Referring expression pointing data
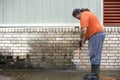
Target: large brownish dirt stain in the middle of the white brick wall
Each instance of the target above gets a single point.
(49, 52)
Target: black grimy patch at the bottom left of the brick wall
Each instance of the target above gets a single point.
(9, 62)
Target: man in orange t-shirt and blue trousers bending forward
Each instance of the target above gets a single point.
(92, 31)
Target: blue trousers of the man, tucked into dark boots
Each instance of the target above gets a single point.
(95, 48)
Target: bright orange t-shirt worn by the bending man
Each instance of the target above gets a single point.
(89, 20)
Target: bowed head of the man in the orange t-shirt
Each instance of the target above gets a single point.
(77, 12)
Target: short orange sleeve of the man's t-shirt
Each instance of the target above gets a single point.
(84, 21)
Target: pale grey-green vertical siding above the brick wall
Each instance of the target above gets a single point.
(44, 11)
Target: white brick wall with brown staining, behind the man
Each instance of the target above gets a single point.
(57, 47)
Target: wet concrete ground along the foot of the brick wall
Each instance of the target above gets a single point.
(50, 75)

> **Task details**:
Every line in the records is to be retyped exactly as it stands; the pictures stay out.

> **Response box**:
Target: large brownish dirt stain in the middle of the white brick wall
Each instance of the target above gets a single point.
(49, 52)
Target: black grimy patch at the bottom left of the brick wall
Each instance of the target above gets a single point.
(9, 62)
Target: man in orange t-shirt and blue trousers bending forward
Each instance of the target above gets a single point.
(92, 31)
Target: blue trousers of the man, tucked into dark boots
Each instance of the target above gets a single point.
(95, 48)
Target: bright orange t-shirt worn by the bending man
Each instance of the target above gets a single point.
(89, 20)
Target: bowed head of the man in the orange t-shirt
Each instance of the target above gets a single point.
(77, 12)
Target: short orange sleeve of the man's t-shirt
Each instance of the target above gets a single point.
(84, 21)
Target: pale grey-green vertical siding above the brick wall
Each instance of the target above gets a single point.
(44, 11)
Target: white brick wall with brown staining, behind the man
Each instance of the target above gets a single point.
(57, 47)
Target: wet concrete ground along the foot of the brick wall
Each instance of the target above gets a single point.
(50, 75)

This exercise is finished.